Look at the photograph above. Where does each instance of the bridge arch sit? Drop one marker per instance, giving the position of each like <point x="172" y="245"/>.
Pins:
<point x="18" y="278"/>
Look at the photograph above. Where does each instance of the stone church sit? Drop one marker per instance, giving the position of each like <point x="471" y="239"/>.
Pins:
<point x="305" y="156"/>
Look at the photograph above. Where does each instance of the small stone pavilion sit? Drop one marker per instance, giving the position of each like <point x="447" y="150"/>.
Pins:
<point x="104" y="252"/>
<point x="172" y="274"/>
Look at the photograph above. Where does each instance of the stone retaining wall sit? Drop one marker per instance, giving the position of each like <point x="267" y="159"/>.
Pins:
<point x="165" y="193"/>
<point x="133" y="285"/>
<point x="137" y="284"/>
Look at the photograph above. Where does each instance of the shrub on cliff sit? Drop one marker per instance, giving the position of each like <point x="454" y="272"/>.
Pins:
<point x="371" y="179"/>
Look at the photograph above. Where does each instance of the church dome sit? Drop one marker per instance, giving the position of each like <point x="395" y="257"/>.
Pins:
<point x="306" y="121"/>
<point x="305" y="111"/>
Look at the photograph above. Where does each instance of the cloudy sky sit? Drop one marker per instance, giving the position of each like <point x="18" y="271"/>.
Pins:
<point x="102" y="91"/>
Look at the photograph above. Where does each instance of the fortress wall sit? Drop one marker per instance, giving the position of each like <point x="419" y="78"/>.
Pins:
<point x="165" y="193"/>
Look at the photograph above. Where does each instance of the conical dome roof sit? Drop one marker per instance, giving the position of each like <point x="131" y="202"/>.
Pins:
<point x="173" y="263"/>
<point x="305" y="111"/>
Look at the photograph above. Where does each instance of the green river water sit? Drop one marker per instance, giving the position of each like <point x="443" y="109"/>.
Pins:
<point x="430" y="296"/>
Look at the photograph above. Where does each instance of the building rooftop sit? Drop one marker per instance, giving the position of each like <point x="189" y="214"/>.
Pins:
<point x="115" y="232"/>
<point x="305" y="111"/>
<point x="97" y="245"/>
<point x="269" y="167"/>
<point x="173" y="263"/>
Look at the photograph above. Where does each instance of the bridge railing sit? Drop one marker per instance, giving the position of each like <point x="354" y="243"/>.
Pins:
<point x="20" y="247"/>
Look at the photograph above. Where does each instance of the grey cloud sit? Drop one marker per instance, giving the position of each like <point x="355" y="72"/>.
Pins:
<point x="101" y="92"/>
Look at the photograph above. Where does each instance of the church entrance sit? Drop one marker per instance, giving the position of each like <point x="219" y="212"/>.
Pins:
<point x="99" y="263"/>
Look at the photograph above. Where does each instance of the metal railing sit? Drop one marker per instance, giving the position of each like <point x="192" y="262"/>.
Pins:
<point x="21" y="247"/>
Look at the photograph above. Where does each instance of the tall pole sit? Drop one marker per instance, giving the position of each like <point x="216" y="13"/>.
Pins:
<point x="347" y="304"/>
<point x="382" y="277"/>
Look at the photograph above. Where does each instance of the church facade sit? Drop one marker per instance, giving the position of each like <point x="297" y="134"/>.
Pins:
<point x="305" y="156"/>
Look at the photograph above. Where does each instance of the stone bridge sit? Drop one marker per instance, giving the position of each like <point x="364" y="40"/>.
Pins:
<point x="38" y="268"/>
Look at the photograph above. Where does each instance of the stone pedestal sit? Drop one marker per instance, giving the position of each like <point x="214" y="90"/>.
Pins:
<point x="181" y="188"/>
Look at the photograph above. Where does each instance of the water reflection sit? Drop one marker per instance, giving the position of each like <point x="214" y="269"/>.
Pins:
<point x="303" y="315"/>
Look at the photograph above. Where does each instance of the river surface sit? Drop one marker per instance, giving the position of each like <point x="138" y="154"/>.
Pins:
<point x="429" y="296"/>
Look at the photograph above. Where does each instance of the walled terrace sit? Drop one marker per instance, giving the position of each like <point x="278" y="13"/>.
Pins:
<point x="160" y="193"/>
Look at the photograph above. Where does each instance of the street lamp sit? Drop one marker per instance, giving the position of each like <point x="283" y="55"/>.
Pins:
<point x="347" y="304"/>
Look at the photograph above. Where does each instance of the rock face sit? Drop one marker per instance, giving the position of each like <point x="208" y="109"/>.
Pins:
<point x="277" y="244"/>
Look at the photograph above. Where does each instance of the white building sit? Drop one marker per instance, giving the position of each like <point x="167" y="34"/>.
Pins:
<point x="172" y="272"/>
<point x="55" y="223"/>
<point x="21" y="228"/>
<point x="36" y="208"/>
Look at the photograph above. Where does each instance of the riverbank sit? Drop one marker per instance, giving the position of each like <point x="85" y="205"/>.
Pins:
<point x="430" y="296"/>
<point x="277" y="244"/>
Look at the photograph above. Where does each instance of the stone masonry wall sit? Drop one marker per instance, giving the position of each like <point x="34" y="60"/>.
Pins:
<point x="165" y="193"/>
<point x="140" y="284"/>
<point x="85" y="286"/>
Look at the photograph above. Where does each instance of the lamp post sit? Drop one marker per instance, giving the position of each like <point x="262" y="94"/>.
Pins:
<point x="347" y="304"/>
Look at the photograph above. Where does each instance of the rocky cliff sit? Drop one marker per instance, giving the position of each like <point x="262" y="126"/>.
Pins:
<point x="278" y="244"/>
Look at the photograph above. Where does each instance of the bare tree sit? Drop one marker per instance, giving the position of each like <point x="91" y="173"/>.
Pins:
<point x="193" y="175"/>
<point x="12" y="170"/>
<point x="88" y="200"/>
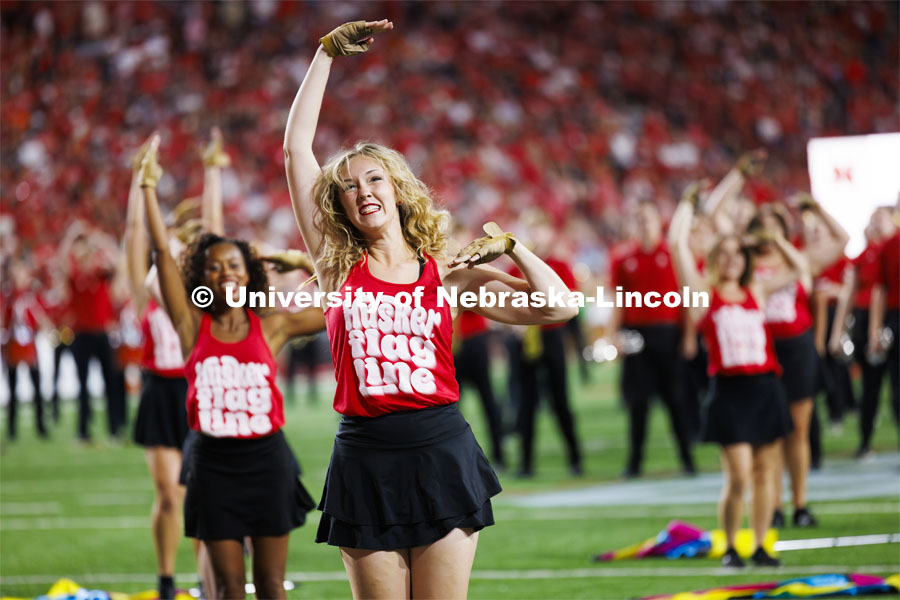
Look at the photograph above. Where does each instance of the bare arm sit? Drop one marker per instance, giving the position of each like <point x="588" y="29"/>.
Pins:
<point x="299" y="161"/>
<point x="282" y="326"/>
<point x="214" y="160"/>
<point x="185" y="317"/>
<point x="683" y="258"/>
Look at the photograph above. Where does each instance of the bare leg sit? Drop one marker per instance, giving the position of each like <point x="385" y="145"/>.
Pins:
<point x="165" y="466"/>
<point x="766" y="470"/>
<point x="442" y="569"/>
<point x="269" y="560"/>
<point x="377" y="573"/>
<point x="737" y="460"/>
<point x="227" y="558"/>
<point x="796" y="450"/>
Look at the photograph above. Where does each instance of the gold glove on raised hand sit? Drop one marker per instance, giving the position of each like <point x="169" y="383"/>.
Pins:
<point x="214" y="155"/>
<point x="348" y="39"/>
<point x="150" y="172"/>
<point x="290" y="260"/>
<point x="485" y="249"/>
<point x="751" y="163"/>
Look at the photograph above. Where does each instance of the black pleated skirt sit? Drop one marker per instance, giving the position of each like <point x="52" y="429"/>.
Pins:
<point x="746" y="409"/>
<point x="243" y="487"/>
<point x="162" y="416"/>
<point x="799" y="365"/>
<point x="405" y="479"/>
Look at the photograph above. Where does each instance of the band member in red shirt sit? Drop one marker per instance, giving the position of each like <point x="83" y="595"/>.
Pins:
<point x="408" y="487"/>
<point x="89" y="257"/>
<point x="884" y="315"/>
<point x="21" y="317"/>
<point x="747" y="412"/>
<point x="242" y="478"/>
<point x="657" y="368"/>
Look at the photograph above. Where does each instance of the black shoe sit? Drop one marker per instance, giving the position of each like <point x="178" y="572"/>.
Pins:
<point x="803" y="518"/>
<point x="732" y="560"/>
<point x="777" y="519"/>
<point x="761" y="558"/>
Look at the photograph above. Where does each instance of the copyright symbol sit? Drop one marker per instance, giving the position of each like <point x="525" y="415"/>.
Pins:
<point x="201" y="296"/>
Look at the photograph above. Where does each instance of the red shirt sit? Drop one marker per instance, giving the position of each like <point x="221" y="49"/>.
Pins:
<point x="787" y="310"/>
<point x="393" y="353"/>
<point x="90" y="304"/>
<point x="868" y="269"/>
<point x="640" y="271"/>
<point x="162" y="348"/>
<point x="20" y="323"/>
<point x="738" y="338"/>
<point x="231" y="385"/>
<point x="890" y="271"/>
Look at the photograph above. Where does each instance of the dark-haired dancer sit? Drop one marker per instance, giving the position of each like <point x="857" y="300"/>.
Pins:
<point x="242" y="479"/>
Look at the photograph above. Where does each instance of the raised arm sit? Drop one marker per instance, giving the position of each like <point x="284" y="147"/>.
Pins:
<point x="185" y="317"/>
<point x="214" y="160"/>
<point x="682" y="257"/>
<point x="299" y="160"/>
<point x="137" y="257"/>
<point x="469" y="274"/>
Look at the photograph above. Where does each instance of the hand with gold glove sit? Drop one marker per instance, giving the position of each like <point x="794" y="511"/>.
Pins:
<point x="289" y="260"/>
<point x="149" y="172"/>
<point x="485" y="249"/>
<point x="138" y="156"/>
<point x="750" y="164"/>
<point x="353" y="38"/>
<point x="214" y="155"/>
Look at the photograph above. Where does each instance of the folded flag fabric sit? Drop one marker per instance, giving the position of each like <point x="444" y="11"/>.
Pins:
<point x="684" y="540"/>
<point x="833" y="585"/>
<point x="66" y="589"/>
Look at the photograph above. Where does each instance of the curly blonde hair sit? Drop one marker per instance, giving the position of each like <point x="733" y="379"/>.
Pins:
<point x="425" y="227"/>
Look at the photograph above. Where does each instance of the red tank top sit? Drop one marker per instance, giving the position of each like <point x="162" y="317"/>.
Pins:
<point x="231" y="385"/>
<point x="162" y="348"/>
<point x="787" y="310"/>
<point x="738" y="339"/>
<point x="391" y="352"/>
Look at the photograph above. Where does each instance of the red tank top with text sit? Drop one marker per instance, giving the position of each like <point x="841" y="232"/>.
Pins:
<point x="738" y="338"/>
<point x="162" y="348"/>
<point x="231" y="385"/>
<point x="787" y="310"/>
<point x="391" y="348"/>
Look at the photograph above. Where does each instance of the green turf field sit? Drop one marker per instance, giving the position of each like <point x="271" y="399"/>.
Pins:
<point x="83" y="512"/>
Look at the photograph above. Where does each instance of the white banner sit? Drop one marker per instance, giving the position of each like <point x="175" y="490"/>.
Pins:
<point x="851" y="176"/>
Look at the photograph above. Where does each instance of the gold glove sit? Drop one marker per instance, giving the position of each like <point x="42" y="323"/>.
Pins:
<point x="751" y="163"/>
<point x="492" y="246"/>
<point x="348" y="39"/>
<point x="290" y="260"/>
<point x="214" y="155"/>
<point x="150" y="172"/>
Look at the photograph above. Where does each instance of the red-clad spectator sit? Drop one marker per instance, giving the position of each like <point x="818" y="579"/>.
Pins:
<point x="655" y="369"/>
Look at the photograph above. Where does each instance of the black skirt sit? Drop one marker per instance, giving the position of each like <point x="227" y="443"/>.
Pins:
<point x="243" y="487"/>
<point x="800" y="366"/>
<point x="162" y="417"/>
<point x="405" y="479"/>
<point x="746" y="409"/>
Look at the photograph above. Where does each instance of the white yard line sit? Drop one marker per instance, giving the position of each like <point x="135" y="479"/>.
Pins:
<point x="587" y="573"/>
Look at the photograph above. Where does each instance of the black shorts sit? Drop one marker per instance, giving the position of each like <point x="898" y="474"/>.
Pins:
<point x="243" y="487"/>
<point x="746" y="409"/>
<point x="405" y="479"/>
<point x="799" y="365"/>
<point x="162" y="417"/>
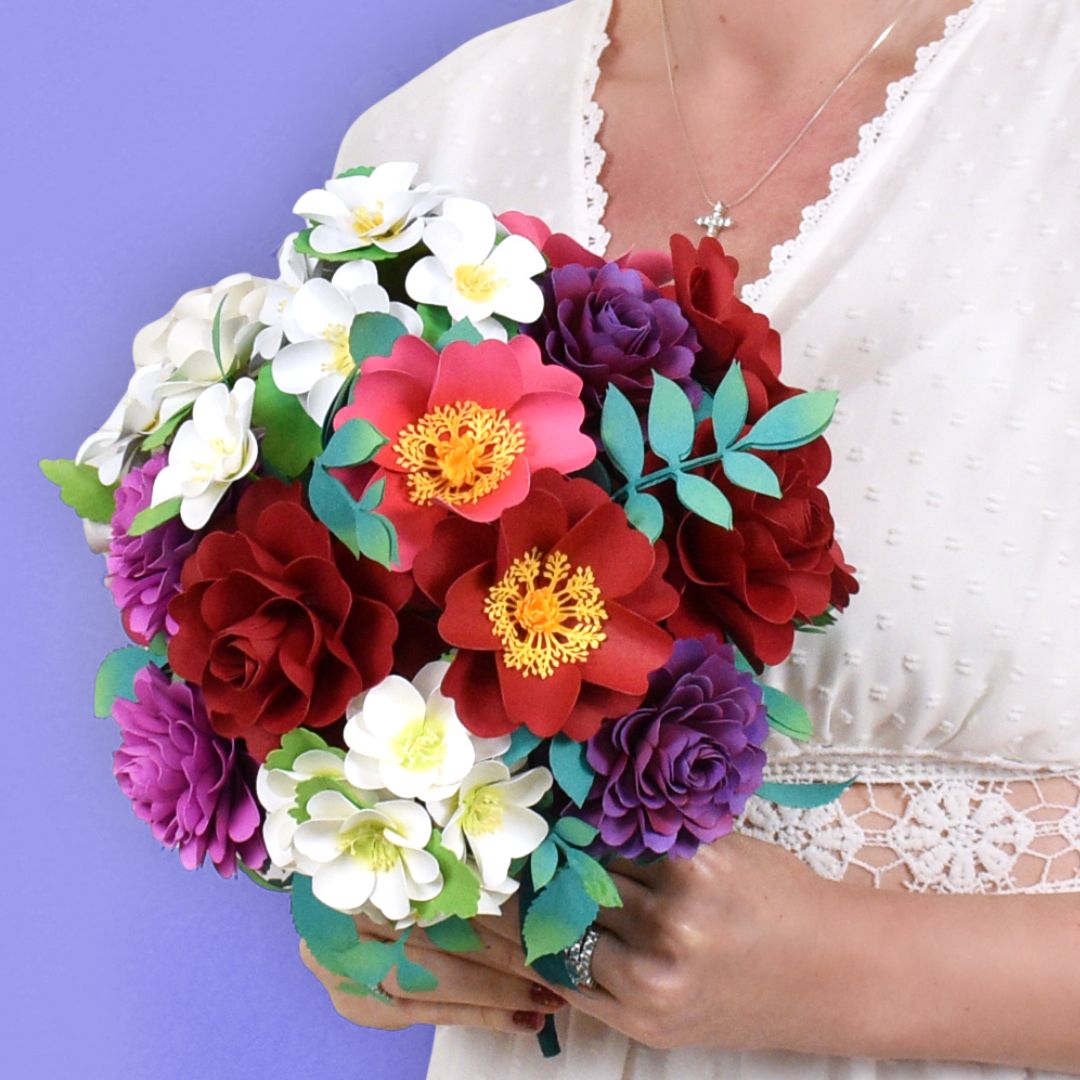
================
Set out the records as a two-column CSV headed "request" and "points", one row per request, with each field quoted and line breaks replaced by spaces. Begin at the line that has "the black shorts", stop at the end of the records, and leave the pictures out.

Answer to this exercise:
request,points
"Look at the photograph above. Where does each instance of the black shorts sit? Drop one marker per instance, giving the position of each like <point x=""898"" y=""474""/>. Pins:","<point x=""243"" y=""487""/> <point x=""746"" y=""409""/> <point x=""405"" y=""479""/> <point x=""799"" y=""365""/> <point x=""162"" y=""417""/>"